The rush to monetize “big data” makes the appeal of various "solutions" undeniable.  But companies must perform proper due diligence to fully understand the current state of their data management systems. Companies must learn to recognize the various forms of disparate and seemingly extraneous forms of information as data and develop a plan to manage and utilize all their data assets as a single, more powerful whole.  The integration of the modern data management techniques with classic data modeling methodologies presents an interesting and sometimes counter intuitive conundrum. The fundamental challenge stems from the validity of classic data modeling techniques and the recognition that for many datasets those classic methodologies will always apply.  

Below, Figure 1 shows a sampling of the many modern systems being utilized to manage different forms of disparate data. Companies need to adopt a comprehensive and holistic approach to managing these many systems and incorporating them into a combined strategy. 

Big Data Tools

Figure 1

A Unified Data Strategy (UDS) is an abstract broad based concept that describes how massive amounts of data in a multitude of forms can (and should) be understood and managed as distinct dimensions and manifestations. A UDS is also a specific individualized methodology developed by each data owner to manage that data in all its forms in a comprehensive but interrelated manner. By adopting a UDS, owners of data will be able to develop comprehensive, customized methodologies to manage their data. By taking into account the interconnected nature of the various sources of data and tailoring the management of that data to the specific business requirements the maximum value will be achieved.

# STATED TASK 1:
Could you turn everything in the rows, from the first line down to and including the line containing "[0,316,67,417]", into a Markdown table with the columns Number and Line, leaving out blank lines?

# RECORDS FOR PROCESSING:
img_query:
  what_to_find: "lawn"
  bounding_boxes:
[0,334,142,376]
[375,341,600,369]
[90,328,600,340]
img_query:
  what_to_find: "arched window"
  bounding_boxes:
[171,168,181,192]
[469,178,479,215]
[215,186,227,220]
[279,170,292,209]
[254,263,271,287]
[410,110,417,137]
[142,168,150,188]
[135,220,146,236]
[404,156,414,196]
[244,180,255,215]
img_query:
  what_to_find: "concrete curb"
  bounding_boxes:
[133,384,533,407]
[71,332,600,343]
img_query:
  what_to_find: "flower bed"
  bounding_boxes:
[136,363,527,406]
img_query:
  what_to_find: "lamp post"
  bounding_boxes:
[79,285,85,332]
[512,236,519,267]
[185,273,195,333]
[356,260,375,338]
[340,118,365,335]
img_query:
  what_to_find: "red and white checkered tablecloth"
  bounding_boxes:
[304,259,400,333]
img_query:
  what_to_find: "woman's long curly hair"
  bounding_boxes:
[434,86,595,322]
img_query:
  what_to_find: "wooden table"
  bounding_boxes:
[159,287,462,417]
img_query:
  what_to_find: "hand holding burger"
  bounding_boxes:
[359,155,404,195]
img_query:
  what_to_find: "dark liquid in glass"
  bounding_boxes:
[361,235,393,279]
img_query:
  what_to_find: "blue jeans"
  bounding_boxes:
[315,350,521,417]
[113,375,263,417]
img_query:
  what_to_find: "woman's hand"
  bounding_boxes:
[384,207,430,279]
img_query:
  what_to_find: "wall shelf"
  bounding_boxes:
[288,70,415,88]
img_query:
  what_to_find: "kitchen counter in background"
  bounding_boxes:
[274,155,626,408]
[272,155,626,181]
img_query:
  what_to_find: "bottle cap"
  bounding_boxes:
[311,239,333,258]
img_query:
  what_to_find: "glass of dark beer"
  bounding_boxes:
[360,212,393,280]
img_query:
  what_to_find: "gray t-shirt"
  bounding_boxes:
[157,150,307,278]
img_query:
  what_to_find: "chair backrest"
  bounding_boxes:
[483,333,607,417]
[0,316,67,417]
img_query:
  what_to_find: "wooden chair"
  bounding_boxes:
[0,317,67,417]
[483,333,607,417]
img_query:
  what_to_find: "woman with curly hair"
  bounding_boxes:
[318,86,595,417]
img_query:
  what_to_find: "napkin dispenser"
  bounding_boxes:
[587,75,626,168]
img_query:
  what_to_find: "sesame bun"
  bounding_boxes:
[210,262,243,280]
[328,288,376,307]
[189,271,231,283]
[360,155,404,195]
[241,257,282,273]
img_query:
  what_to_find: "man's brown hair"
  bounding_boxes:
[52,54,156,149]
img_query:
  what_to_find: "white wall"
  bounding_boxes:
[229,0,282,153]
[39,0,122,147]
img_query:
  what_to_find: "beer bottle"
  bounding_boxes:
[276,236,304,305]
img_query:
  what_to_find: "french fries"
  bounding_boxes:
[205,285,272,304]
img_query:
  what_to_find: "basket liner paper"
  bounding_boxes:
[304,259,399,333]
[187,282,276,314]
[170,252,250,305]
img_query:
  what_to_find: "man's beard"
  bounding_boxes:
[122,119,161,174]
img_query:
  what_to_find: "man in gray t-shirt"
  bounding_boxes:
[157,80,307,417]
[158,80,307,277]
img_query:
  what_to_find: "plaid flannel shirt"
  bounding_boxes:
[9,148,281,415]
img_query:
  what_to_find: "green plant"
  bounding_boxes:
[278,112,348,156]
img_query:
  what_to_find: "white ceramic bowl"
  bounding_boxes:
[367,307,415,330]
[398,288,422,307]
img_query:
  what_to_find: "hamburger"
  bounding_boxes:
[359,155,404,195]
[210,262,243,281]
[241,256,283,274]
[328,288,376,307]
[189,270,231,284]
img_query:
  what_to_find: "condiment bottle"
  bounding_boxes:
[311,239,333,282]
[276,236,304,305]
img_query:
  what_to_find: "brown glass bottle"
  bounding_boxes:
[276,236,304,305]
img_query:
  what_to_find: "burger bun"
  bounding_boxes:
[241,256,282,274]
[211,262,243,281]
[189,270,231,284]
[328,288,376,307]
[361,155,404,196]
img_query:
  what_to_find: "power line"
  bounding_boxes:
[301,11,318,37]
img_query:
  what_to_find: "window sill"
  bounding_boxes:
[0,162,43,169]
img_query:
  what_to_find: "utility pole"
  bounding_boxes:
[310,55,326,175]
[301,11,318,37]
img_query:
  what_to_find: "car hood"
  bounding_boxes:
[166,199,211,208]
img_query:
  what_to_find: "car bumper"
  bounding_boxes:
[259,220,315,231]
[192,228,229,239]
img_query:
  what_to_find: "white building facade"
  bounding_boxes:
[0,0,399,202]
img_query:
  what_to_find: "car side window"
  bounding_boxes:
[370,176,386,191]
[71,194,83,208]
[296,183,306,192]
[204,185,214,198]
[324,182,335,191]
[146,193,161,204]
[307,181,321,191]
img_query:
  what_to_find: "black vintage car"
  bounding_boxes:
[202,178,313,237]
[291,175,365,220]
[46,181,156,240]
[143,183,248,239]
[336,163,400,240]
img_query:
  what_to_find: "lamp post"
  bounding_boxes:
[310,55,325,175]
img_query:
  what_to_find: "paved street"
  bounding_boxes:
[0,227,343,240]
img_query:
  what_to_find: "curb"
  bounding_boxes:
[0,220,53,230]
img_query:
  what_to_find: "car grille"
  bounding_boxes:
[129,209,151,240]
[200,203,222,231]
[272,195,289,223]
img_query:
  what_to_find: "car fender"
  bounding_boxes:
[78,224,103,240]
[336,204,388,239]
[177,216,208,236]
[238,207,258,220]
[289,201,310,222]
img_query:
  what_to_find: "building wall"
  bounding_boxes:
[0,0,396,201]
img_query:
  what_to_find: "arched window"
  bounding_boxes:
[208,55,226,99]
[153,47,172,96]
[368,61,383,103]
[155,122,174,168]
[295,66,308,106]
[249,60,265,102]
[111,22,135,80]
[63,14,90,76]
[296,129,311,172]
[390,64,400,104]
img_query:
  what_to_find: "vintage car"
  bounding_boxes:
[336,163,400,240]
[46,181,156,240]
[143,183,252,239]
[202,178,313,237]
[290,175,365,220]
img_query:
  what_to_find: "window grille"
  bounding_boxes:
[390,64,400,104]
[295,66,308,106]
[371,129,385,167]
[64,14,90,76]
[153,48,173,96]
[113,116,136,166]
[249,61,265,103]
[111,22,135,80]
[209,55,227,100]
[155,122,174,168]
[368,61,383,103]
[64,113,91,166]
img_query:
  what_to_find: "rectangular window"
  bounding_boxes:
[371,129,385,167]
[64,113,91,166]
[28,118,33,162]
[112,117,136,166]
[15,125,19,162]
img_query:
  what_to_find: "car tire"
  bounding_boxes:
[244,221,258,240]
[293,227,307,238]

# STATED TASK 2:
In the passage on unified data strategy, what does it say companies must or need to do? List each action.

# FINAL RESULT 1:
| Number | Line |
|---|---|
| 1 | img_query: |
| 2 |   what_to_find: "lawn" |
| 3 |   bounding_boxes: |
| 4 | [0,334,142,376] |
| 5 | [375,341,600,369] |
| 6 | [90,328,600,340] |
| 7 | img_query: |
| 8 |   what_to_find: "arched window" |
| 9 |   bounding_boxes: |
| 10 | [171,168,181,192] |
| 11 | [469,178,479,215] |
| 12 | [215,186,227,220] |
| 13 | [279,170,292,209] |
| 14 | [254,263,271,287] |
| 15 | [410,110,417,137] |
| 16 | [142,168,150,188] |
| 17 | [135,220,146,236] |
| 18 | [404,156,414,196] |
| 19 | [244,180,255,215] |
| 20 | img_query: |
| 21 |   what_to_find: "concrete curb" |
| 22 |   bounding_boxes: |
| 23 | [133,384,533,407] |
| 24 | [71,332,600,343] |
| 25 | img_query: |
| 26 |   what_to_find: "flower bed" |
| 27 |   bounding_boxes: |
| 28 | [136,363,527,406] |
| 29 | img_query: |
| 30 |   what_to_find: "lamp post" |
| 31 |   bounding_boxes: |
| 32 | [79,285,85,332] |
| 33 | [512,236,519,267] |
| 34 | [185,273,195,333] |
| 35 | [356,260,375,338] |
| 36 | [340,118,365,335] |
| 37 | img_query: |
| 38 |   what_to_find: "red and white checkered tablecloth" |
| 39 |   bounding_boxes: |
| 40 | [304,259,400,333] |
| 41 | img_query: |
| 42 |   what_to_find: "woman's long curly hair" |
| 43 |   bounding_boxes: |
| 44 | [434,86,595,322] |
| 45 | img_query: |
| 46 |   what_to_find: "wooden table" |
| 47 |   bounding_boxes: |
| 48 | [159,287,462,417] |
| 49 | img_query: |
| 50 |   what_to_find: "hand holding burger" |
| 51 |   bounding_boxes: |
| 52 | [359,155,404,195] |
| 53 | img_query: |
| 54 |   what_to_find: "dark liquid in glass" |
| 55 |   bounding_boxes: |
| 56 | [361,235,393,279] |
| 57 | img_query: |
| 58 |   what_to_find: "blue jeans" |
| 59 |   bounding_boxes: |
| 60 | [315,350,521,417] |
| 61 | [113,375,263,417] |
| 62 | img_query: |
| 63 |   what_to_find: "woman's hand" |
| 64 |   bounding_boxes: |
| 65 | [384,207,430,279] |
| 66 | img_query: |
| 67 |   what_to_find: "wall shelf" |
| 68 |   bounding_boxes: |
| 69 | [288,70,415,88] |
| 70 | img_query: |
| 71 |   what_to_find: "kitchen counter in background" |
| 72 |   bounding_boxes: |
| 73 | [274,155,626,408] |
| 74 | [272,155,626,181] |
| 75 | img_query: |
| 76 |   what_to_find: "bottle cap" |
| 77 |   bounding_boxes: |
| 78 | [311,239,333,258] |
| 79 | img_query: |
| 80 |   what_to_find: "glass of dark beer" |
| 81 |   bounding_boxes: |
| 82 | [360,212,393,280] |
| 83 | img_query: |
| 84 |   what_to_find: "gray t-shirt" |
| 85 |   bounding_boxes: |
| 86 | [157,150,307,278] |
| 87 | img_query: |
| 88 |   what_to_find: "chair backrest" |
| 89 |   bounding_boxes: |
| 90 | [483,333,607,417] |
| 91 | [0,316,67,417] |

# FINAL RESULT 2:
- Perform proper due diligence to fully understand the current state of their data management systems
- Learn to recognize the various forms of disparate and seemingly extraneous forms of information as data
- Develop a plan to manage and utilize all their data assets as a single, more powerful whole
- Adopt a comprehensive and holistic approach to managing these many systems and incorporating them into a combined strategy